I'm also helping out an old school (70s/80s) Atari employee to get his project done in time for CGE (Classic Gaming Expo) in Las Vegas at the end of the month.

Once the Atari project is out of the way I can get back to the ports and plod along with Taipan.


Pete

Saturday, April 17, 2010

Size DOES matter

As well as Lunar Jetman, Knight Lore and various other projects I'd already got on the go I decided to have a crack at some Beeb coding. What I'm doing will be useful for porting a C64 game to the A8 as well as the Beeb.

The game I have in mind (I'll keep it quiet for now) is going to be somewhat tight for RAM on the Beeb (in fact unless I do some disk loading it probably won't fit) and as such I've already got into the mindset of smaller is better for the Beeb code so I'm kind of writing things twice and counting bytes as I go. Eg is it better to have a lookup table or some code to do the same? Of course it depends on the complexity of the calculation that would be replaced with the lookup and if that table can be small enough to be worth replacing code with. One routine I just wrote worked out as 31 bytes of code Vs 24 code+table. Win for tables that time then :) It might even be possible to make that 23 bytes by shortening the table and masking the index into it as it's a repeating table.

- [WHAT IS ASKED]: List every game that the coding blog excerpt names by its title. The data that follows was taken from a separate source.

- [Saved entries]:
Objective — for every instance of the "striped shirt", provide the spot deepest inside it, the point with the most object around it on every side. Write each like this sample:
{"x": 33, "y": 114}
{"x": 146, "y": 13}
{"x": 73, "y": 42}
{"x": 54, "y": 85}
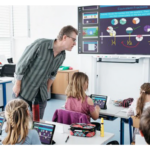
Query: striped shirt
{"x": 36, "y": 66}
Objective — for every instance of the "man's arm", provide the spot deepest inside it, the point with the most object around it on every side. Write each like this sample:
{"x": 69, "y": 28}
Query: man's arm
{"x": 26, "y": 59}
{"x": 49, "y": 84}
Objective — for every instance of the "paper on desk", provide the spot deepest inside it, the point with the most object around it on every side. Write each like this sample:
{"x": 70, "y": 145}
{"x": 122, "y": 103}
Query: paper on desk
{"x": 125, "y": 110}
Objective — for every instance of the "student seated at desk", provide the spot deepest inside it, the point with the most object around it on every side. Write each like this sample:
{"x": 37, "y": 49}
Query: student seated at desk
{"x": 145, "y": 125}
{"x": 77, "y": 100}
{"x": 17, "y": 131}
{"x": 141, "y": 104}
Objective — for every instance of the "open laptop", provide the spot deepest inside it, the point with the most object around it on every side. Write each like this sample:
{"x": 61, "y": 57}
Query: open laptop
{"x": 46, "y": 132}
{"x": 100, "y": 100}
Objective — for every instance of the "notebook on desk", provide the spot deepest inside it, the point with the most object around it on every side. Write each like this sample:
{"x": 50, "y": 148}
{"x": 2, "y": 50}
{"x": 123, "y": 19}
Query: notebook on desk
{"x": 46, "y": 132}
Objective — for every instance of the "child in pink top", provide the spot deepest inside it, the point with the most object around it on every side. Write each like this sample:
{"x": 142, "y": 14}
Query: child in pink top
{"x": 77, "y": 100}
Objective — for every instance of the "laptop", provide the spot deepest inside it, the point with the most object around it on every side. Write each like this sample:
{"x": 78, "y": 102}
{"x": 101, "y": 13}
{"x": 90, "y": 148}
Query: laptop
{"x": 100, "y": 100}
{"x": 46, "y": 132}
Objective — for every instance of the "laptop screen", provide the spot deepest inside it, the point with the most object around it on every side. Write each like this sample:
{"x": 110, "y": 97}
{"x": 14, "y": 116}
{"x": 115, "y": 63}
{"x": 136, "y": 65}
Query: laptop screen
{"x": 45, "y": 131}
{"x": 99, "y": 100}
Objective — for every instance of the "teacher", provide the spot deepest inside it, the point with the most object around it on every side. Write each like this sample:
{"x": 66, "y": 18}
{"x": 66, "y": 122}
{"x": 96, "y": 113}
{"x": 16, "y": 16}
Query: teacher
{"x": 38, "y": 66}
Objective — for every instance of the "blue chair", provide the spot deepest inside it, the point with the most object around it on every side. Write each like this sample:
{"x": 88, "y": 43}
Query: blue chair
{"x": 134, "y": 122}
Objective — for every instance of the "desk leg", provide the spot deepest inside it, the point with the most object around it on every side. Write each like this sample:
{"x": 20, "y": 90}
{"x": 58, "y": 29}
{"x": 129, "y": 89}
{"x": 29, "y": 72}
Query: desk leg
{"x": 122, "y": 132}
{"x": 4, "y": 94}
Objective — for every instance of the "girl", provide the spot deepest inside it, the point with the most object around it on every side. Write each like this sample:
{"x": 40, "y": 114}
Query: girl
{"x": 77, "y": 100}
{"x": 138, "y": 106}
{"x": 17, "y": 126}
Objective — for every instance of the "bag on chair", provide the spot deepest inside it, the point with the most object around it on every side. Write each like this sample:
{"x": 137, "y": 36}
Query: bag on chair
{"x": 83, "y": 130}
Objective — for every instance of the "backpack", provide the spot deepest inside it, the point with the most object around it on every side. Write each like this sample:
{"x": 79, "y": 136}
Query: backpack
{"x": 127, "y": 102}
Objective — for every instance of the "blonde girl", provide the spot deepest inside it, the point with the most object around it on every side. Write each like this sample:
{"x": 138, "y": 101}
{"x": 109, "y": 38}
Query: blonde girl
{"x": 77, "y": 100}
{"x": 141, "y": 104}
{"x": 17, "y": 131}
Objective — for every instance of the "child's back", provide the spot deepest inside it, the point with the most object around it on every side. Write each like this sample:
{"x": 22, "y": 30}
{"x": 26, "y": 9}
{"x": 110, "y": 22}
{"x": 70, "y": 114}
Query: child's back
{"x": 74, "y": 104}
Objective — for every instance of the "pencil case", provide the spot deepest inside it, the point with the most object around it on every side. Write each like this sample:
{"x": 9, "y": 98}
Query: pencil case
{"x": 83, "y": 130}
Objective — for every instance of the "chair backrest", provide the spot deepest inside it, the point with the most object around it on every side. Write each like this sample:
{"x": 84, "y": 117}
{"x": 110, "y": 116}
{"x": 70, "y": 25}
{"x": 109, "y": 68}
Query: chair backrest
{"x": 8, "y": 70}
{"x": 69, "y": 117}
{"x": 135, "y": 123}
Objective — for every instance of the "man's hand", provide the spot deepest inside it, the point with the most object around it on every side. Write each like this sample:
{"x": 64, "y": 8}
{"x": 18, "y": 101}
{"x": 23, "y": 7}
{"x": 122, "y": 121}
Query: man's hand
{"x": 17, "y": 88}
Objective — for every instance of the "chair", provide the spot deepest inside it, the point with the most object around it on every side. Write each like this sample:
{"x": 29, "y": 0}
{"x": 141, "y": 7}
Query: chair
{"x": 69, "y": 117}
{"x": 8, "y": 70}
{"x": 135, "y": 123}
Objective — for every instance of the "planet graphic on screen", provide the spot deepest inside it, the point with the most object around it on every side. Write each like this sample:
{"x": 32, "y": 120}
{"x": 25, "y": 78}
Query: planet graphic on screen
{"x": 147, "y": 28}
{"x": 114, "y": 22}
{"x": 113, "y": 33}
{"x": 136, "y": 21}
{"x": 129, "y": 30}
{"x": 110, "y": 29}
{"x": 139, "y": 38}
{"x": 123, "y": 21}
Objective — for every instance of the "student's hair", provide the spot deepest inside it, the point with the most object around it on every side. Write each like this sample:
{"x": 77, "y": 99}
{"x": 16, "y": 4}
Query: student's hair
{"x": 17, "y": 122}
{"x": 67, "y": 30}
{"x": 145, "y": 90}
{"x": 75, "y": 88}
{"x": 145, "y": 125}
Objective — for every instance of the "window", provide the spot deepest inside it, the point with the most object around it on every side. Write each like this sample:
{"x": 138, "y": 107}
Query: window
{"x": 14, "y": 22}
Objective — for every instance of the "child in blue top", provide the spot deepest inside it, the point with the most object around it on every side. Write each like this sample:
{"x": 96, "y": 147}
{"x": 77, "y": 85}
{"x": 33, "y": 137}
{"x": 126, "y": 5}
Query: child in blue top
{"x": 17, "y": 132}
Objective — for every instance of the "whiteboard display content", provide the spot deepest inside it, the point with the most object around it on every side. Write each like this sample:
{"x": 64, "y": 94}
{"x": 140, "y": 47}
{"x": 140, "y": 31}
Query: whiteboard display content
{"x": 114, "y": 29}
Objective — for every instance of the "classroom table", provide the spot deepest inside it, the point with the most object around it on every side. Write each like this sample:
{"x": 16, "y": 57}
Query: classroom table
{"x": 113, "y": 112}
{"x": 3, "y": 82}
{"x": 62, "y": 132}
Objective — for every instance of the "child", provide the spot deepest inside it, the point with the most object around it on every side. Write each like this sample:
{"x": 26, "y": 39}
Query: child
{"x": 17, "y": 126}
{"x": 138, "y": 106}
{"x": 145, "y": 125}
{"x": 77, "y": 100}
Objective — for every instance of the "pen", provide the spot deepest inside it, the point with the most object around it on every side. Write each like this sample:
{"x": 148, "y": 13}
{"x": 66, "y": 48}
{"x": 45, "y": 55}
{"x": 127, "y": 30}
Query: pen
{"x": 67, "y": 139}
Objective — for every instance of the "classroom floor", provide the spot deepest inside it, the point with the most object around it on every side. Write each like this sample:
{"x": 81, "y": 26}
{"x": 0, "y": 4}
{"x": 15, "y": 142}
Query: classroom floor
{"x": 109, "y": 126}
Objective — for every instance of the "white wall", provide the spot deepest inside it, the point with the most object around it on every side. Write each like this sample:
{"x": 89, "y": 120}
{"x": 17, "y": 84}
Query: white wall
{"x": 116, "y": 80}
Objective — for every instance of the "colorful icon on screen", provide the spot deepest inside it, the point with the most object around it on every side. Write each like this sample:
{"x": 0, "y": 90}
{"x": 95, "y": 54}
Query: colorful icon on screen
{"x": 147, "y": 28}
{"x": 114, "y": 22}
{"x": 123, "y": 21}
{"x": 129, "y": 30}
{"x": 136, "y": 21}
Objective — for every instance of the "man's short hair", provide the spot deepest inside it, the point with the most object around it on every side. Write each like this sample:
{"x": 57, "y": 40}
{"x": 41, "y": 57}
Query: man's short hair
{"x": 67, "y": 30}
{"x": 145, "y": 125}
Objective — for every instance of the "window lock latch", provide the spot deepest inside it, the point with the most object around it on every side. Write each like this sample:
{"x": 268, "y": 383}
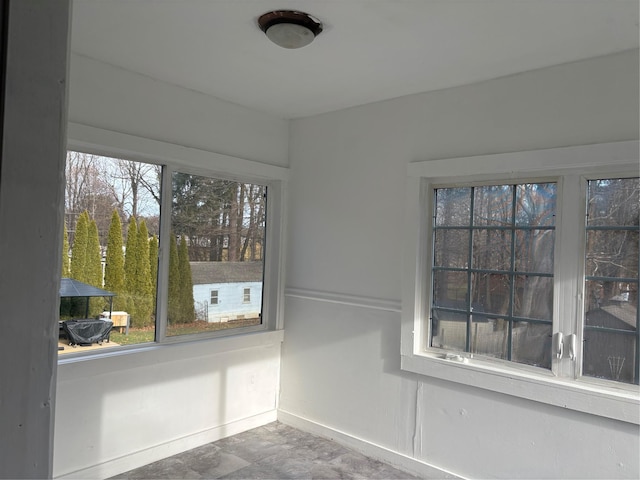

- [CORRECT RESPONSE]: Taipan, Lunar Jetman, Knight Lore